Selected excerpt ->
┄┄┄┄┄┄┄┄┄┄
American wine company

The Duckhorn Portfolio Inc. is an American wine company producing varietal labelled and blended red, white, rosé, and sparkling wines from California and Washington State. The main winery, Duckhorn Vineyards, is outside St. Helena, California.

==History==
The company was founded by Daniel and Margaret Duckhorn as The St. Helena Wine Company in 1976 with eight co-investors. His background was in business and finance – he had consulted for the wine and spirits company Heublein and had managed a Napa Valley vine grafting and root stock business that supplied vines to vineyard owners, which brought him into contact with Napa Valley winemakers. As the Duckhorns raised more capital, the number of investors grew to 80 in all.

In 1978, its first year, the company produced 800 cases each of Cabernet Sauvignon and Merlot wine, made from purchased grapes — the Merlot from Three Palms Vineyard near Calistoga, the Cabernet Sauvignon from Howell Mountain and the Stag's Leap District. The wines were released in 1980.
┄┄┄┄┄┄┄┄┄┄
Data under study ->
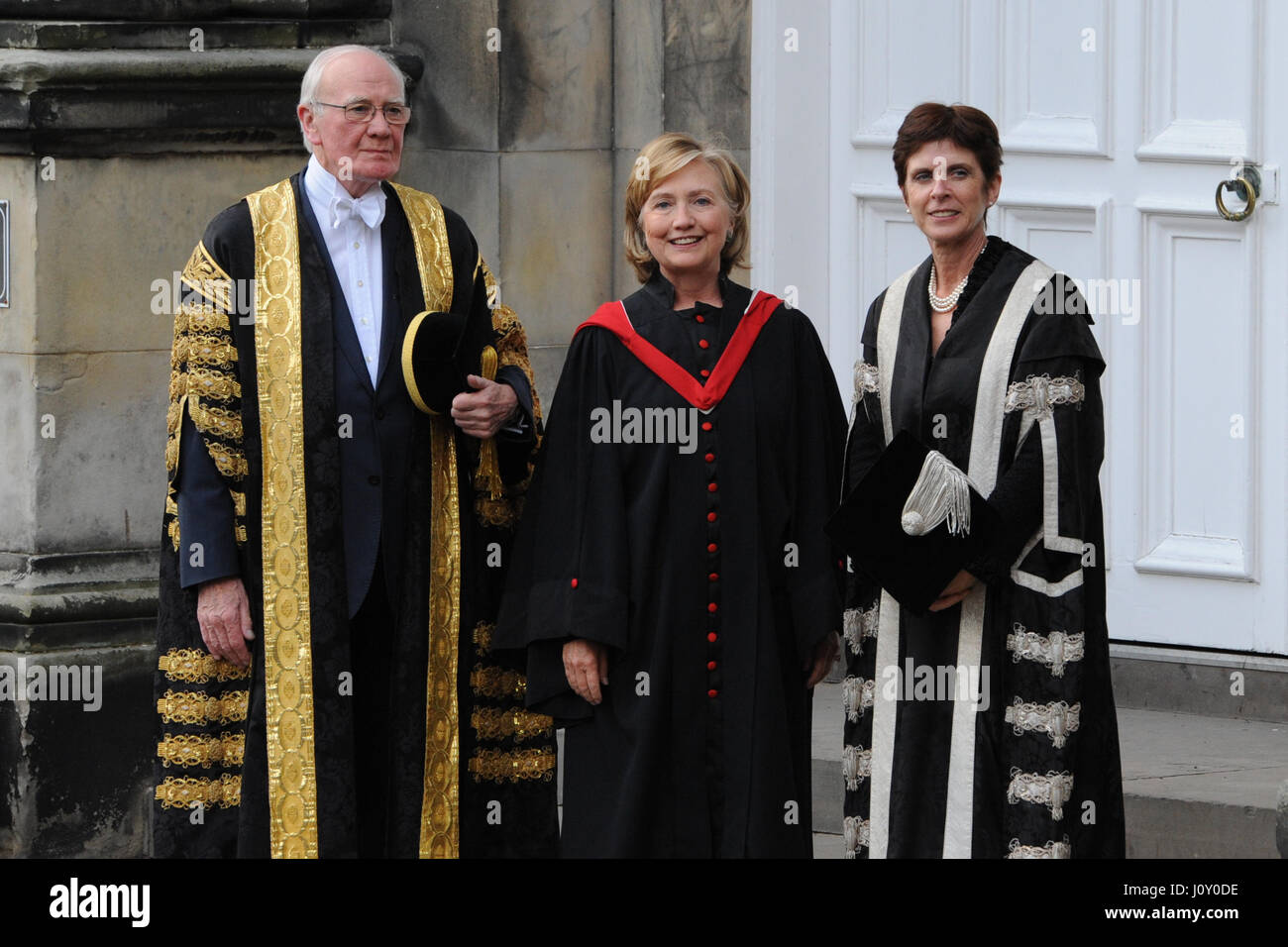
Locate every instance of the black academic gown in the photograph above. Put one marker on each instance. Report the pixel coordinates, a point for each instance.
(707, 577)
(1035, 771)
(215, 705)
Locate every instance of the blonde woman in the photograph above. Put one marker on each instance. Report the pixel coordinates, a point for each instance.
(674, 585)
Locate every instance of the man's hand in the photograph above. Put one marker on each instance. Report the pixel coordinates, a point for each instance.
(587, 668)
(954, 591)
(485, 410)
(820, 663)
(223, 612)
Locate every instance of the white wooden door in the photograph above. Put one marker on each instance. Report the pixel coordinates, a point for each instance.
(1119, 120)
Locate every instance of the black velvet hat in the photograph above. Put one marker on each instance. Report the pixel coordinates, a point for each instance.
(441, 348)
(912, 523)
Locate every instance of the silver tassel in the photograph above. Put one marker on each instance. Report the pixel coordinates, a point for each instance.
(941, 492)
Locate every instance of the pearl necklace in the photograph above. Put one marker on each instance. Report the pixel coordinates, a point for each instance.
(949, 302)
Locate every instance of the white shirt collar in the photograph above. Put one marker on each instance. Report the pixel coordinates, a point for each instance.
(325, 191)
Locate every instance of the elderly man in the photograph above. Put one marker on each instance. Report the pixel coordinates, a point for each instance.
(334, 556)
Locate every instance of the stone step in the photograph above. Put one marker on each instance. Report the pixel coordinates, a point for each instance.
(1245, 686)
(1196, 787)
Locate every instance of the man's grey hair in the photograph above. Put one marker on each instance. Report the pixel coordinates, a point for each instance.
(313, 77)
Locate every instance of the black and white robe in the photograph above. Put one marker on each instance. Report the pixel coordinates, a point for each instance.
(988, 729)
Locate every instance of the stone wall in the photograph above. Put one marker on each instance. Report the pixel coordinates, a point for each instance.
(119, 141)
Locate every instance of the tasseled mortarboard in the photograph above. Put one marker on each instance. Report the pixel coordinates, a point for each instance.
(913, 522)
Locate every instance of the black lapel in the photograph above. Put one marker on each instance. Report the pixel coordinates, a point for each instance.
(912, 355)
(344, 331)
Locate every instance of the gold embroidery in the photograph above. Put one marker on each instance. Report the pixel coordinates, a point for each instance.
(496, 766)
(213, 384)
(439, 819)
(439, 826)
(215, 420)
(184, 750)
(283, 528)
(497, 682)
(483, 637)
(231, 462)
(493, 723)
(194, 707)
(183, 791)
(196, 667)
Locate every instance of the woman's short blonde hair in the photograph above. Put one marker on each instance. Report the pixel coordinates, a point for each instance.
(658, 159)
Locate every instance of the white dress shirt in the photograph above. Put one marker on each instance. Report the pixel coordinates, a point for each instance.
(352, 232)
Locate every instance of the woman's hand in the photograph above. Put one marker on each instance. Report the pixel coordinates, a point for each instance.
┄┄┄┄┄┄┄┄┄┄
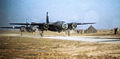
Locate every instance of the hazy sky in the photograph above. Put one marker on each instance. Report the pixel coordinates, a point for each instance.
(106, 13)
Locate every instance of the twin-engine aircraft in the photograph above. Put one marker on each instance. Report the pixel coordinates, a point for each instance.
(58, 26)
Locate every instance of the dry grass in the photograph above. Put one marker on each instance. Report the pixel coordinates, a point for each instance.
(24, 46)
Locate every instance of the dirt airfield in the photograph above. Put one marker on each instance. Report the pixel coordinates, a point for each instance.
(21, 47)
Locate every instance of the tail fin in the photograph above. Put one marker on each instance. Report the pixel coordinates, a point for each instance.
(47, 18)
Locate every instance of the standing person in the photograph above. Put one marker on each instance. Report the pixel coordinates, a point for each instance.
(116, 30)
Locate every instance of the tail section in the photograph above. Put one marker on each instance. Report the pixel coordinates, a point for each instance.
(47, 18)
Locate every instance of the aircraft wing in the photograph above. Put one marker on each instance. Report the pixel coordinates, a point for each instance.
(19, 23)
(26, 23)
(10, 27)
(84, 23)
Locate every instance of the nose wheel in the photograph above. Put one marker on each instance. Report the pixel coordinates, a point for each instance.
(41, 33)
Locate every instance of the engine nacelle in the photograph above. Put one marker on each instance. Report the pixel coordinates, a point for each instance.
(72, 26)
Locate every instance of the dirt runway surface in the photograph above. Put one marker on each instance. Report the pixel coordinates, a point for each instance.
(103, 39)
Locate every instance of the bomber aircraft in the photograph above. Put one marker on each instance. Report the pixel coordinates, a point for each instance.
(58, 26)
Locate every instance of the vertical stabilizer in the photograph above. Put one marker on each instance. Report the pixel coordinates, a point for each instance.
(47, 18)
┄┄┄┄┄┄┄┄┄┄
Exercises ->
• 1. Answer these questions using the Duckhorn Portfolio passage:
(a) Where is the main winery, Duckhorn Vineyards, located?
(b) With how many co-investors was the company founded?
(c) In 1978, from which vineyard did the company get the grapes for its Merlot?
• 2. Repeat word for word the stretch of the Duckhorn Portfolio passage from "The Duckhorn Portfolio" through "to 80 in all.".

Solved tasks ->
• 1.
(a) Outside St. Helena, California.
(b) Eight.
(c) Three Palms Vineyard near Calistoga.

• 2.
The Duckhorn Portfolio Inc. is an American wine company producing varietal labelled and blended red, white, rosé, and sparkling wines from California and Washington State. The main winery, Duckhorn Vineyards, is outside St. Helena, California.

==History==
The company was founded by Daniel and Margaret Duckhorn as The St. Helena Wine Company in 1976 with eight co-investors. His background was in business and finance – he had consulted for the wine and spirits company Heublein and had managed a Napa Valley vine grafting and root stock business that supplied vines to vineyard owners, which brought him into contact with Napa Valley winemakers. As the Duckhorns raised more capital, the number of investors grew to 80 in all.